● **Exercise description**: Write out the part of the FPGA Dijkstra description between "Figure 9. Qsys" and "circuit on FPGA.", inclusive, word for word.

● **Document segment**:

******

First, we need to implement 304*304 storage cell on FPGA board to store the map information as Table 1 shows. As 304*304 is a big number, we will implement these storage cells with M10K blocks. We choose to implement 304 M10K block in our design, each of which has 304 storage cells, representing a column in Table 1. Then we set a variable “counter” to be used as the address of all the memory blocks. In this way, we can read or write 304 storage cells, all in the same row as Table 1 shows, in the same cycle. Here we need to notice that the M10K block takes two cycles for read. We need to follow a certain style to implement the M10K block and use generate to implement it by 304 times. The relevant code is shown below. For the three important arrays mentioned above in the Program details, we just use register files to implement them for each of them just has 304 storage cells.
Figure 7. Memory
The implementation of Dijkstra function on FPGA is based on the FSM design structure. The state transition always block is shown below.
Figure 8. FSM
In the state map_init, we will initialize the map memory we’ve just implemented, which takes 304 cycles to move to the next state. In the C code, this step takes 304*304 loops to initialize the map by reading a data from a .txt file in each loop which will take a long time. Therefore, we won’t include this time period for initialization in our later comparison between FPGA and HPS only. Otherwise we may see that our FPGA implementation is 70 times faster than HPS which is just an illusion.
In the state dsn_init, we will initialize the distance registerfile, shortest registerfile and the neighbor registerfile which is corresponding to the distance array, shortest array and the neighbor array in the C code, respectively.
Naturally, after the dsn_init state we want to move forward to the state min_cost in which we will find the minimum distance among all the unfixed distance like what we wrote in C code. However, as M10K block takes two cycle to read, we set two more state min_cost2, min_cost1 as an interval before we move into min_cost to wait the distance registerfile, shortest registerfile and the neighbor registerfile complete their initialization.
The state min_cost will take 76 cycles because as we discussed in the High level design, we implemented four 2-input comparator in our design so we need 76 cycles to get the minimum distance out of 304 distance. In C code this step takes 304 loops to get the minimum distance.
Then we move to the state upd_minc in which we will update the shortest array.
Next, we will move to the state upd_dist in which we will update the distance registerfile and the neighbor registerfile in one cycle. Our 304 M10k block each representing a column in Table 1 allows us to achieve such a quick update. In C code, this step takes 304 loops, updating a storage cell in distance array and neighbor array in each loop.
Then we will move back to the state min_cost2 until we repeat such flow by 303 times, which is corresponding to the second loop in C code. We can’t decrease the iteration times here and once the flow iterates 303 times, we will move to the state done.
Figure 9. Qsys
Once we get to the state done, we need to transmit the data in distance registerfile and neighbor registerfile back to the HPS. Therefore, we need to add some parallel I/O port in Qsys to build the connection between FPGA and HPS. The added Parallel I/O ports are shown above.
clk_HPS is the clock signal generated by HPS to drive the circuit on FPGA.
reset is also generated by HPS to control the reset time on FPGA.
start is an output of HPS to transmit the start location to FPGA.
state is an input of HPS which tells HPS when the FPGA moves to the state done.
neighbor_out and distance out are input of HPS which transmit the data in distance registerfile and neighbor registerfile to HPS serially.
trans_count will count 304 times to make the distance_out and neighbot_out complete their transmission.

******

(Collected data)

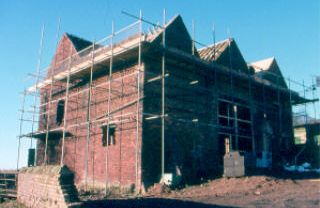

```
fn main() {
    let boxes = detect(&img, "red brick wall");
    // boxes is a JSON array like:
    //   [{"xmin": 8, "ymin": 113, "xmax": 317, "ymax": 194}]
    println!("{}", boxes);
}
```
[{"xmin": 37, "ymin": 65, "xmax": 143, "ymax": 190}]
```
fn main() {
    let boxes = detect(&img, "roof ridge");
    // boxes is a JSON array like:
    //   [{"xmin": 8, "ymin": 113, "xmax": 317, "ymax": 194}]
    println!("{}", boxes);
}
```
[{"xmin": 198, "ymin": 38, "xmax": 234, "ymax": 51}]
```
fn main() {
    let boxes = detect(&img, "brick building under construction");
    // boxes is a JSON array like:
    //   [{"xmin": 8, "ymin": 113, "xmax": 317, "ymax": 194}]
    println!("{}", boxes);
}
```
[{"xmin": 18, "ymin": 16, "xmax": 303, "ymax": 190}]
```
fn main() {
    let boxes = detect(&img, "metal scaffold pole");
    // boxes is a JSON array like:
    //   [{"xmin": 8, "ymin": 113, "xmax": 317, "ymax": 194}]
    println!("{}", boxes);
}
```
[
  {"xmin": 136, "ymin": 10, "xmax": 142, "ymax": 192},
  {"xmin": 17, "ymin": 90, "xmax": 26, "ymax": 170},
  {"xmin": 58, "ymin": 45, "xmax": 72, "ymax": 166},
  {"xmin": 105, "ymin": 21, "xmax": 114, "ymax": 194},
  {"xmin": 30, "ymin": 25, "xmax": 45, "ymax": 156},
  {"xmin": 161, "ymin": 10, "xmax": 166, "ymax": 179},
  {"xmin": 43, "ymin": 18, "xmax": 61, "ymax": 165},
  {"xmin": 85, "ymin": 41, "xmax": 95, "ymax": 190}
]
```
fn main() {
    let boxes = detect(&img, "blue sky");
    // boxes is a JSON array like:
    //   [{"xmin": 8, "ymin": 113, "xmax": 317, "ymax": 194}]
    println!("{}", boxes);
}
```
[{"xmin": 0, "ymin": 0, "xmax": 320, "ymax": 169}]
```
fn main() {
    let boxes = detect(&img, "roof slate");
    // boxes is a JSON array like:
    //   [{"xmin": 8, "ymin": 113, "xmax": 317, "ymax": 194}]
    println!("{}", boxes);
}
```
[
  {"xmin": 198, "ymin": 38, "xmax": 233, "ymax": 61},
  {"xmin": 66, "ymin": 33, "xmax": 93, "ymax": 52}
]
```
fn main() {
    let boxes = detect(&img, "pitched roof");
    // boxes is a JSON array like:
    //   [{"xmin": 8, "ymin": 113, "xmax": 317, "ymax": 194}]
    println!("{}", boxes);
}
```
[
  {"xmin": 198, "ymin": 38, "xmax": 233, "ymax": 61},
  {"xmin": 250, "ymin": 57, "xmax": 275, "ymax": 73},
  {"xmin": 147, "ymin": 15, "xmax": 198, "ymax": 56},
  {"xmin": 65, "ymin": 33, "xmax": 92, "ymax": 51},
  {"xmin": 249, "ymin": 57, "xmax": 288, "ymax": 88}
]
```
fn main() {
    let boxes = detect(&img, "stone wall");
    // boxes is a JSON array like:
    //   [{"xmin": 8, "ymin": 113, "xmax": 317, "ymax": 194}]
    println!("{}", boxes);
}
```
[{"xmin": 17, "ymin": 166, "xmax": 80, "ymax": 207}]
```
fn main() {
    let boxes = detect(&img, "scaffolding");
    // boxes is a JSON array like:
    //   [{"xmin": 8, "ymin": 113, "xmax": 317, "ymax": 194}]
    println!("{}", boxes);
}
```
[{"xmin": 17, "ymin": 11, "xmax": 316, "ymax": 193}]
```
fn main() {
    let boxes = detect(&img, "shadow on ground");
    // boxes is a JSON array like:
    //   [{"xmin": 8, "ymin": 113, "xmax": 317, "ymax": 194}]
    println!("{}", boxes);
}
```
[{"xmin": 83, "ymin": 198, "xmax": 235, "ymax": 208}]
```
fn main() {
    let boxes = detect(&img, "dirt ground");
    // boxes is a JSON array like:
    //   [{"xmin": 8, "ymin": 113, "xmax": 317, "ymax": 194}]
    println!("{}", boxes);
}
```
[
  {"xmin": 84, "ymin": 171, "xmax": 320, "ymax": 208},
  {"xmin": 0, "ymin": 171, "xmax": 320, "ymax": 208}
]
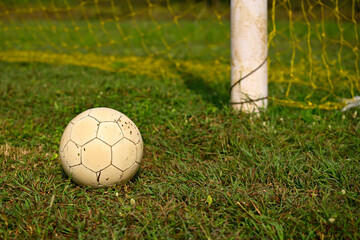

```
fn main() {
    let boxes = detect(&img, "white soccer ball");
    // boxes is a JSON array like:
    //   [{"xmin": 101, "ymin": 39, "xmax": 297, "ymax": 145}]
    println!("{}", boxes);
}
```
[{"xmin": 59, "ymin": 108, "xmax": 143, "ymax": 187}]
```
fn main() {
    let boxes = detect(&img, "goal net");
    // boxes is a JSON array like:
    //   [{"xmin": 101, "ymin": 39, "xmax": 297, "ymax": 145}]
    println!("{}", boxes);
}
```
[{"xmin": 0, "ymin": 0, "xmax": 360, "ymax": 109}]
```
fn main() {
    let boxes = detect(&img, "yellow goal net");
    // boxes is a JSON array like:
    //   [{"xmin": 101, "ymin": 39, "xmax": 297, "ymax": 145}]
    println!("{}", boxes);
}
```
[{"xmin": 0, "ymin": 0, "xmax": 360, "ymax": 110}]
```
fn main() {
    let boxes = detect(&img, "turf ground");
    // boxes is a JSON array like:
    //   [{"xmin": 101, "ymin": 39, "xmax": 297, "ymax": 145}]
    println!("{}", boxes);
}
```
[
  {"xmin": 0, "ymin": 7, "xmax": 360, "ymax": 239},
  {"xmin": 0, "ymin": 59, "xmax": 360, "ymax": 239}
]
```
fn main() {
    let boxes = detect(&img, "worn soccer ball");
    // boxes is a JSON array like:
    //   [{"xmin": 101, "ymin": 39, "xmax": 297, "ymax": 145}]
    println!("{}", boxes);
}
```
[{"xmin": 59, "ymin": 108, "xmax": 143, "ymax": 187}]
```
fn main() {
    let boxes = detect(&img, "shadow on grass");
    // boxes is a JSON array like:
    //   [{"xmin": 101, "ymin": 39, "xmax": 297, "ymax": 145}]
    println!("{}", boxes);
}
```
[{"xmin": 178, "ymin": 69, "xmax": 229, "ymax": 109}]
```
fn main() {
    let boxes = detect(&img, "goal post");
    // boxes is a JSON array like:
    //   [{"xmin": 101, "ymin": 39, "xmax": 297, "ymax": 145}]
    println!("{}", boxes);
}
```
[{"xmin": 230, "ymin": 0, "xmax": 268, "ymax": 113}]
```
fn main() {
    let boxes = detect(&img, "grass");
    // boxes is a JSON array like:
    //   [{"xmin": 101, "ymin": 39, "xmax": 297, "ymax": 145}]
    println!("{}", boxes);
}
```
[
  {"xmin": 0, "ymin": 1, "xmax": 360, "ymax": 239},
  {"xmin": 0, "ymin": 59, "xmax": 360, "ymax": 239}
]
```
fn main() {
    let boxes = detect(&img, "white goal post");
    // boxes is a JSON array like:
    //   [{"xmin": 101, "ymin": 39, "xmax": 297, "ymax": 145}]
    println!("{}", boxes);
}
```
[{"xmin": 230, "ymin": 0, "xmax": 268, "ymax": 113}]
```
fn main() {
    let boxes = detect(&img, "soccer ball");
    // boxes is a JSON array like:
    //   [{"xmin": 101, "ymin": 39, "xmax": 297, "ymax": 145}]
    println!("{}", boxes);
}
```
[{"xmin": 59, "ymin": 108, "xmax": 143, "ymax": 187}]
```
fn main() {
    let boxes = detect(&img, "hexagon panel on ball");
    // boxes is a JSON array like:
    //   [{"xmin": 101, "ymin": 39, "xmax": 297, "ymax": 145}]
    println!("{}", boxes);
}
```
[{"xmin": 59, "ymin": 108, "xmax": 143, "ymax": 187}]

******

● **Answer below**:
Figure 9. Qsys
Once we get to the state done, we need to transmit the data in distance registerfile and neighbor registerfile back to the HPS. Therefore, we need to add some parallel I/O port in Qsys to build the connection between FPGA and HPS. The added Parallel I/O ports are shown above.
clk_HPS is the clock signal generated by HPS to drive the circuit on FPGA.